* _Records from a collection_
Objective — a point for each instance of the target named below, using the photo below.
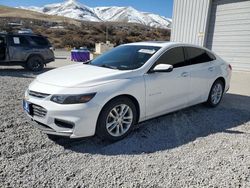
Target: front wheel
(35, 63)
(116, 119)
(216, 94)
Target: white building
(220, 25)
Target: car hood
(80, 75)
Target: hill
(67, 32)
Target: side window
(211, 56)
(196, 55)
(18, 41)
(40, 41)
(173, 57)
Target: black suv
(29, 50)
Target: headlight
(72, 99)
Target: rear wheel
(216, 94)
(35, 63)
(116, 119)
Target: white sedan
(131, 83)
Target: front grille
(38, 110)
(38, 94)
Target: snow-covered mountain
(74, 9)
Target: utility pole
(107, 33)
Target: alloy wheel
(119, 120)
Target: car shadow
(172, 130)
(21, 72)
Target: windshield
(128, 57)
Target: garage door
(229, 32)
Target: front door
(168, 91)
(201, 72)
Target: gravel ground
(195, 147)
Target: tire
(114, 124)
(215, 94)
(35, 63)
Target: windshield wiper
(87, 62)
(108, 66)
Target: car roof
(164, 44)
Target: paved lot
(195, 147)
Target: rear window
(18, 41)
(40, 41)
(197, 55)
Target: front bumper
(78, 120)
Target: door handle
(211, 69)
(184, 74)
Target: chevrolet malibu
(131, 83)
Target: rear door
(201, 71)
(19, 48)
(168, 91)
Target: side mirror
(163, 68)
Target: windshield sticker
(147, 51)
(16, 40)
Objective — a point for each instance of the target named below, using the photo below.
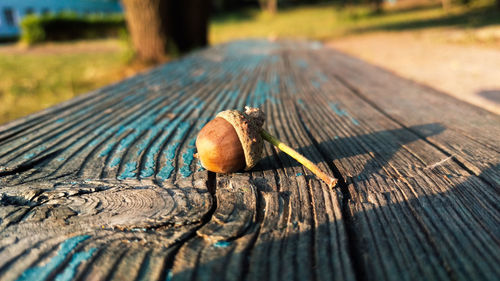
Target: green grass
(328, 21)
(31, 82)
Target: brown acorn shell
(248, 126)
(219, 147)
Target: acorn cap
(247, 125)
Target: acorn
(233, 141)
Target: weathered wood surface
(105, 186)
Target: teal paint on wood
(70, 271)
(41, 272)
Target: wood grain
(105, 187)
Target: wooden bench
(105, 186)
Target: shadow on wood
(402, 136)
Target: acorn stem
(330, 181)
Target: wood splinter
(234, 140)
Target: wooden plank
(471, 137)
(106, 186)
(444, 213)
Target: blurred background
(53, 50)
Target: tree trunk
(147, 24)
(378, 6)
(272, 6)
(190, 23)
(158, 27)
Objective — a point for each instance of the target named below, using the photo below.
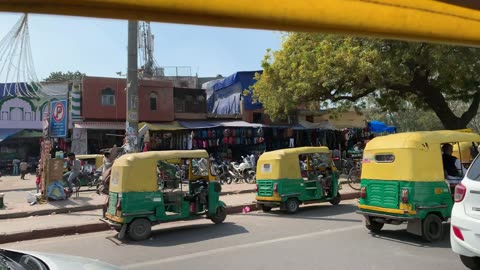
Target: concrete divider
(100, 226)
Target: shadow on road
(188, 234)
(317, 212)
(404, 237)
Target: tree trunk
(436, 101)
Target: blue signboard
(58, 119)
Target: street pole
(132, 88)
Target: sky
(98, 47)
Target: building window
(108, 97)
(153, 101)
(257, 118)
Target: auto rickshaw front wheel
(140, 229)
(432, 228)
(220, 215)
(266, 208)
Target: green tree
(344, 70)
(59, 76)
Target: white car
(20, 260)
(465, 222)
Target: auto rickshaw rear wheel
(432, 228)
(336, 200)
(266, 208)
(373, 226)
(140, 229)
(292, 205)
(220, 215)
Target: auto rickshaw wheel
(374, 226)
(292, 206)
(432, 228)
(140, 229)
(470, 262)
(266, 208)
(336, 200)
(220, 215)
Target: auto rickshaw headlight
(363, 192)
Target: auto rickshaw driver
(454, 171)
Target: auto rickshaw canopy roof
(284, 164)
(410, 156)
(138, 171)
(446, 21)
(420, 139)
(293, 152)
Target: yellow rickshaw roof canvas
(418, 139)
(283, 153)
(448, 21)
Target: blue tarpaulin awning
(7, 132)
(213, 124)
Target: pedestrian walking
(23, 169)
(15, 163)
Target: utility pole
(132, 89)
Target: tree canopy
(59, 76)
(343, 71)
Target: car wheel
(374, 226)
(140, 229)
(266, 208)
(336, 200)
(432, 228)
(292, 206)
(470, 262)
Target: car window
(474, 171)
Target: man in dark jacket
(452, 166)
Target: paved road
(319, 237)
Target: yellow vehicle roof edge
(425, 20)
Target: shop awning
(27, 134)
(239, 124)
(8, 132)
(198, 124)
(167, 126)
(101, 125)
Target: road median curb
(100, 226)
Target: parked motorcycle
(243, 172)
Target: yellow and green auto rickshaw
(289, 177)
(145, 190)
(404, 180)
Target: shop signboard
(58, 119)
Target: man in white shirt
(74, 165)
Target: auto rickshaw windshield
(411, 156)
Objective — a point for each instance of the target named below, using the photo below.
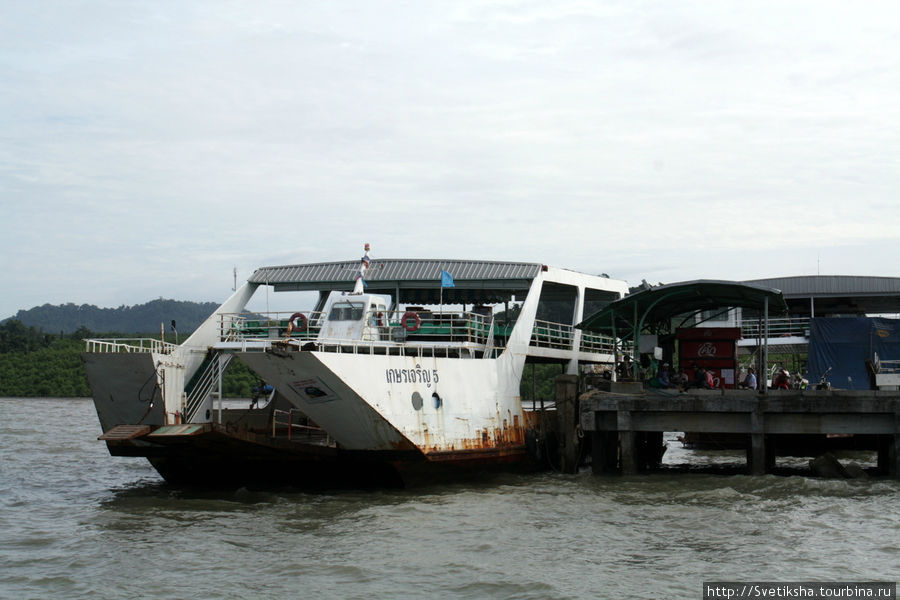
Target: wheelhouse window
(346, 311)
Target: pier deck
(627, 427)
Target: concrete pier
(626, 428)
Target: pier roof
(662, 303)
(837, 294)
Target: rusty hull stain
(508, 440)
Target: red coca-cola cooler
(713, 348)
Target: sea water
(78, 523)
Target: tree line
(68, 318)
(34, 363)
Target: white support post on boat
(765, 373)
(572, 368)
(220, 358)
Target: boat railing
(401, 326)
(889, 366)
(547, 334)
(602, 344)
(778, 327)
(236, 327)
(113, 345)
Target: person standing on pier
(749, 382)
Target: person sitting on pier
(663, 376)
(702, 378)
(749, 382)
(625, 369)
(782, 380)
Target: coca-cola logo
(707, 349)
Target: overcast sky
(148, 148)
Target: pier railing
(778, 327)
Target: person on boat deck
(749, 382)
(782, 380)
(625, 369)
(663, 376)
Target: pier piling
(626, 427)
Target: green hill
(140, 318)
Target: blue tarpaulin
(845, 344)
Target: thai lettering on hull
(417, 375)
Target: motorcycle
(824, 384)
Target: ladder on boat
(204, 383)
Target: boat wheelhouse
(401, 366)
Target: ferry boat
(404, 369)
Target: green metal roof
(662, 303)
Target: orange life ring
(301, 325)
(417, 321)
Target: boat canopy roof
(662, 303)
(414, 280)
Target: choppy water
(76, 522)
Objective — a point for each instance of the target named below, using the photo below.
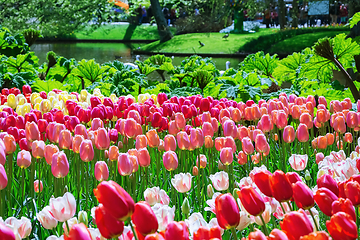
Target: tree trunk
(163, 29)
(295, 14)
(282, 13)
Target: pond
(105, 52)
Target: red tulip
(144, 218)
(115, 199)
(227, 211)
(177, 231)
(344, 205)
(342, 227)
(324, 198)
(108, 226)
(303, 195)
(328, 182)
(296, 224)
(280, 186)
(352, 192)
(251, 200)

* _Work item_
Reproduce all of the entries above word for word, but leave out their pictures.

* _Task answer_
Objective — a point for each instance of the target named below, using the photo below.
Target: front wheel
(35, 63)
(116, 119)
(216, 94)
Target: white building
(220, 25)
Target: car hood
(80, 75)
Target: hill
(67, 32)
Target: side window
(211, 56)
(196, 55)
(18, 41)
(40, 41)
(173, 57)
Target: black suv
(29, 50)
Target: headlight
(72, 99)
Target: rear wheel
(216, 94)
(35, 63)
(116, 119)
Target: white sedan
(131, 83)
Target: front grille
(38, 110)
(38, 94)
Target: snow-covered mountain
(74, 9)
Target: utility pole
(107, 33)
Target: alloy wheel
(119, 120)
Target: car shadow
(172, 130)
(21, 72)
Target: windshield
(128, 57)
Target: garage door
(229, 32)
Target: front door
(168, 91)
(201, 72)
Target: gravel ground
(195, 147)
Target: tire
(114, 124)
(215, 94)
(35, 63)
Target: windshield wiper
(87, 62)
(108, 66)
Target: car roof
(164, 44)
Target: paved lot
(195, 147)
Target: rear window
(18, 41)
(40, 41)
(197, 55)
Target: front bumper
(78, 120)
Target: door handle
(211, 69)
(184, 74)
Target: chevrolet malibu
(131, 83)
Target: rear door
(201, 71)
(19, 48)
(168, 91)
Target: side mirror
(163, 68)
Target: windshield sticker
(147, 51)
(16, 40)
Objective — a point for each instance of the target named below, using the photo below.
Target: green grass
(328, 21)
(31, 82)
Target: brown acorn shell
(248, 126)
(219, 147)
Target: acorn cap
(247, 125)
Target: acorn
(233, 141)
Target: weathered wood surface
(105, 186)
Target: teal paint on wood
(70, 271)
(41, 272)
Target: wood grain
(105, 187)
Target: wooden bench
(105, 186)
Target: shadow on wood
(402, 136)
Target: acorn stem
(330, 181)
Target: wood splinter
(234, 140)
Target: wooden plank
(471, 137)
(106, 186)
(444, 213)
Target: blurred background
(53, 50)
Target: tree trunk
(147, 24)
(378, 6)
(272, 6)
(190, 23)
(158, 27)
Objective — a point for each instance of the target named below, using the photo below.
Target: concrete divider
(100, 226)
Target: shadow on road
(188, 234)
(317, 212)
(404, 237)
Target: tree trunk
(436, 101)
Target: blue signboard
(58, 119)
Target: street pole
(132, 88)
Target: sky
(98, 47)
Target: building window
(108, 97)
(153, 101)
(257, 118)
Target: auto rickshaw front wheel
(140, 229)
(432, 228)
(220, 215)
(266, 208)
Target: green tree
(344, 70)
(59, 76)
Target: white car
(20, 260)
(465, 222)
Target: auto rickshaw rear wheel
(432, 228)
(336, 200)
(266, 208)
(373, 226)
(140, 229)
(292, 205)
(220, 215)
Target: auto rickshaw wheel
(374, 226)
(292, 206)
(432, 228)
(140, 229)
(470, 262)
(266, 208)
(336, 200)
(220, 215)
Target: auto rickshaw headlight
(363, 192)
Target: auto rickshaw driver
(454, 171)
Target: auto rickshaw canopy roof
(284, 164)
(410, 156)
(138, 171)
(446, 21)
(420, 139)
(293, 152)
Target: yellow rickshaw roof canvas
(418, 139)
(283, 153)
(448, 21)
Target: blue tarpaulin awning
(7, 132)
(213, 124)
Target: pedestrian walking
(23, 169)
(15, 163)
Target: utility pole
(132, 89)
Target: tree canopy
(59, 76)
(343, 71)
Target: car wheel
(374, 226)
(140, 229)
(266, 208)
(336, 200)
(432, 228)
(292, 206)
(470, 262)
Target: car window
(474, 171)
Target: man in dark jacket
(452, 166)
Target: paved road
(319, 237)
Target: yellow vehicle roof edge
(425, 20)
Target: shop awning
(27, 134)
(239, 124)
(8, 132)
(198, 124)
(167, 126)
(101, 125)
Target: road median curb
(100, 226)
Target: parked motorcycle
(243, 172)
Target: yellow and green auto rickshaw
(289, 177)
(145, 190)
(404, 180)
Target: shop signboard
(58, 119)
Target: man in white shirt
(74, 165)
Target: auto rickshaw windshield
(411, 156)
Objective — a point for each instance of the target named below, using the photo below.
Target: wheelhouse window
(346, 311)
Target: pier deck
(627, 427)
Target: concrete pier
(626, 428)
Target: pier roof
(662, 303)
(837, 294)
Target: rusty hull stain
(508, 440)
Target: red coca-cola cooler
(713, 348)
Target: sea water
(78, 523)
Target: tree line
(68, 318)
(34, 363)
Target: white support post on boat
(765, 373)
(572, 368)
(220, 358)
Target: boat railing
(401, 326)
(889, 366)
(547, 334)
(602, 344)
(778, 327)
(236, 327)
(113, 345)
Target: person standing on pier
(749, 382)
Target: person sitting on pier
(663, 376)
(702, 378)
(749, 382)
(625, 369)
(782, 380)
Target: coca-cola logo
(707, 349)
Target: overcast sky
(148, 148)
Target: pier railing
(778, 327)
Target: person on boat deck
(749, 382)
(782, 380)
(625, 369)
(663, 376)
Target: pier piling
(626, 427)
Target: green hill
(140, 318)
Target: blue tarpaulin
(845, 344)
Target: thai lettering on hull
(417, 375)
Target: motorcycle
(824, 384)
Target: ladder on boat
(204, 383)
Target: boat wheelhouse
(401, 366)
Target: ferry boat
(404, 369)
Target: green metal roof
(662, 303)
Target: orange life ring
(301, 325)
(417, 321)
Target: boat canopy roof
(662, 303)
(414, 280)
Target: choppy water
(76, 522)
Objective — a point for each instance of the target named below, using the photo below.
Target: tree trunk
(163, 29)
(295, 14)
(282, 13)
Target: pond
(105, 52)
Target: red tulip
(144, 218)
(115, 199)
(227, 211)
(177, 231)
(344, 205)
(342, 227)
(324, 198)
(108, 226)
(303, 195)
(328, 182)
(296, 224)
(280, 186)
(352, 192)
(251, 200)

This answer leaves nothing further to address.